### Exercise goal
Put every line of the items below into a JSON list of strings, one string per line, omitting blank lines.

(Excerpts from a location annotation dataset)

=-=-=-=-=

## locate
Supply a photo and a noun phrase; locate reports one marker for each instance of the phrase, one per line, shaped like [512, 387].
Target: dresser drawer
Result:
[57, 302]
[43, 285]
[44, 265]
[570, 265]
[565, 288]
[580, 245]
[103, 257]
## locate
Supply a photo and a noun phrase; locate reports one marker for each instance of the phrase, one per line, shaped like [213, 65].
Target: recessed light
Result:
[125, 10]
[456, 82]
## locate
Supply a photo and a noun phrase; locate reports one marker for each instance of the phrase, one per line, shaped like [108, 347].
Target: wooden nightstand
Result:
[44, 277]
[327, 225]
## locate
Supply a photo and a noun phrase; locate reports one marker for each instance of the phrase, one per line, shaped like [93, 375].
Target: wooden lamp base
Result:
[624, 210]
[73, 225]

=-=-=-=-=

### Written reply
[
  "## locate",
  "Supply a photo and a noun phrase; locate reports one marker for each instance of the phrase, one per line, shaped like [512, 387].",
  "Target: dresser drawer",
  "Result:",
  "[57, 302]",
  "[43, 285]",
  "[44, 265]",
  "[570, 265]",
  "[565, 288]",
  "[580, 245]",
  "[103, 257]",
  "## locate",
  "Supply a photo and a noun phrase; locate reports one marker for each instance of the phrase, one per line, shaped like [213, 65].",
  "Target: recessed light",
  "Result:",
  "[125, 10]",
  "[456, 82]",
  "## locate",
  "Supply a photo and a noun phrase; locate reports one marker for each instance of the phrase, one per line, shaped like [108, 347].",
  "Target: wooden nightstand",
  "Result:",
  "[44, 277]",
  "[327, 225]",
  "## locate",
  "Supply a photo and a noun phrase; locate reports one marker for each instance of the phrase, one per line, shaped like [93, 375].",
  "Target: wooden lamp base",
  "Result:",
  "[624, 210]",
  "[73, 225]"
]